START SELECTED PASSAGE

# Choosing the right irons?



## TheBynert (Jul 5, 2010)

hi ppl need a bit of advice on some iron sets been looking at ping g2 g5 and i3, just wondering which will be the best for me. also if u can think of any other brands which may be good for a high handicapper trying to improve his game thanks look forward to u responses


----------



## DingleBerry (Jul 5, 2010)

What have u now? Also what is your handicapp? And how much money have u to spend? And how dedicated are you to golf at the moment? I mean are you in it for life!!


----------



## HomerJSimpson (Jul 5, 2010)

Budget, ability and current line up. If you are new to the game my advice would be to have lessons and wait until you have a more repeatable action. If you already play it depends on how good you are already, what you've currently got and what your aims and budget are


----------



## TheBynert (Jul 5, 2010)

been playing for 3 yrs with a cheap cheap set of donnays which are falling to bits my handicap is 21, and yes i have the golf bug was thinking about spending around Â£300 mark what do u think


----------



## golfdub (Jul 5, 2010)

END SELECTED PASSAGE

PROBLEMS TO WORK ON:
a) In the golf irons thread, what handicap does TheBynert report?
b) Continue the golf irons thread from its final line.
The data that follows has no connection to the golf irons thread.

START GIVEN MATERIAL

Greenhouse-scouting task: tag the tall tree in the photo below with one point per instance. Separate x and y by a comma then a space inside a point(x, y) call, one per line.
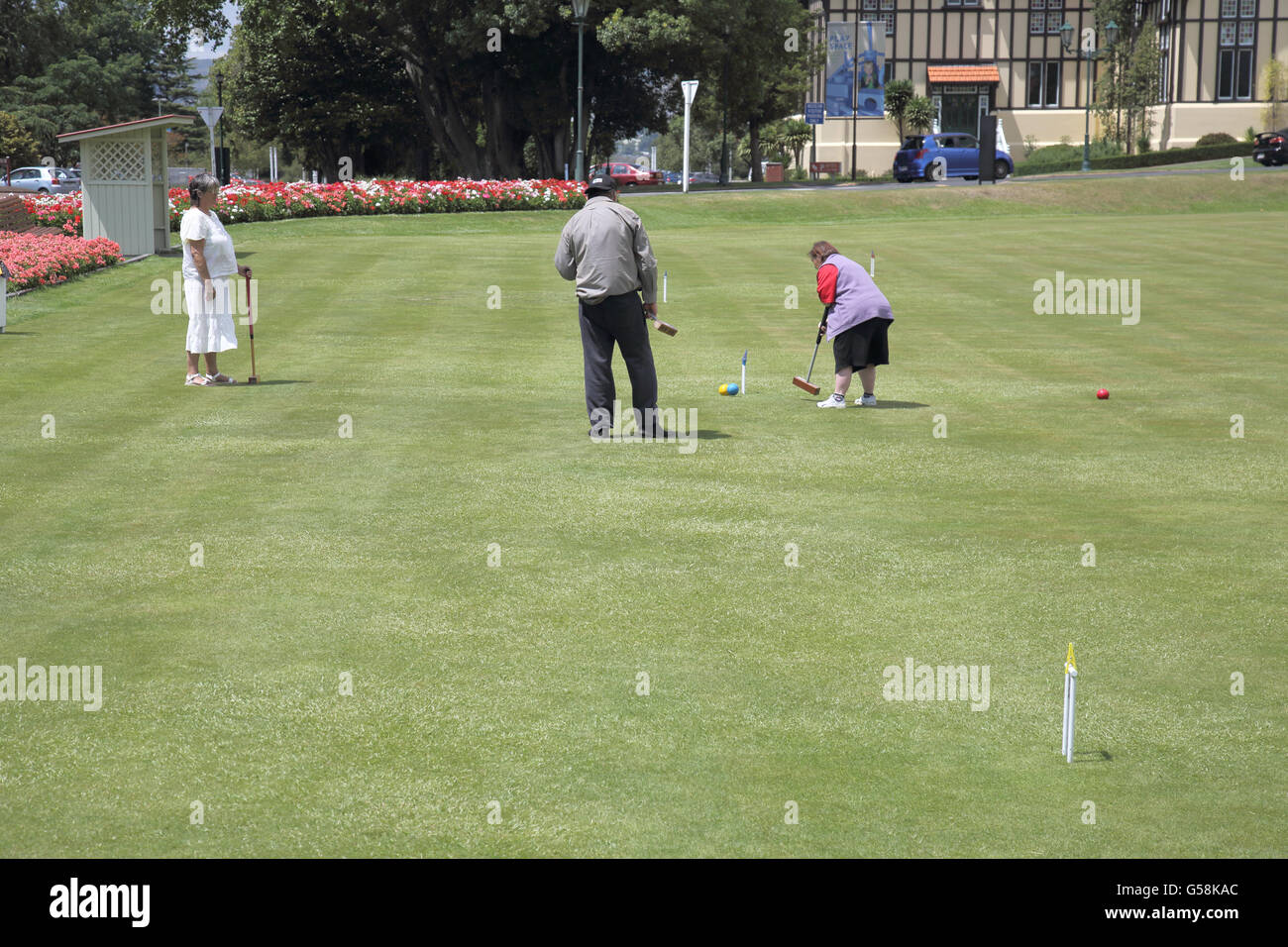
point(300, 73)
point(98, 68)
point(755, 53)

END GIVEN MATERIAL

IN RESPONSE:
a) TheBynert reports a handicap of 21.

b)
My mate uses slazenger ezz and they are about 200 with a driver from jjb and they are the easiest club to hit ( which I have used and I have tested a few sets )but they lack distance, they are all hybrids so hence the easy use , I know slazenger is not the best know make but they good clubs.
Hope that helps


----------



## TheBynert (Jul 5, 2010)

cheers for the advice so what do u think about the ping g2 irons


----------



## HomerJSimpson (Jul 5, 2010)

My advice would be to try before you buy and make sure it suits your game. Nothing wrong with Ping clubs (I nearly went for the I15's) but check out Cally X14/16, TM Tour Burner and some of the previous Mizuno incarnations.


----------



## RGDave (Jul 5, 2010)

Just buy a set of Callaways and be done with it.

Personally, I'd recommend a set of X14/16/18 irons....now cheap enough second hand. Big Bertha irons are also good but not to my taste.

You could buy some Pings, but even the best Ping game improvement irons are short of Callaway in terms of outright forgiveness.

I'm playing with X18s a.t.m. and it is almost laughable how easy they are to hit.


----------



## JamieT1977 (Jul 5, 2010)

I played Callaways for 3 years tried 2 diff sets and never got below 19, I now have a set of Mizuno Mx-20,s by far the most forgiving and best clubs ive ever had and now down to 12,
You could pick a good set up for around Â£100 ,


----------



## RGDave (Jul 6, 2010)

I played Callaways for 3 years tried 2 diff sets and never got below 19, I now have a set of Mizuno Mx-20,s by far the most forgiving and best clubs ive ever had and now down to 12,
		
Click to expand...

Each to their own. Your improvement has got nothing to do with your choice of irons. Comparing one vs the other, the MX-20s are not even half as forgiving as a set of Callaways. The fact that you hit them well is not a good recommendation for a beginner.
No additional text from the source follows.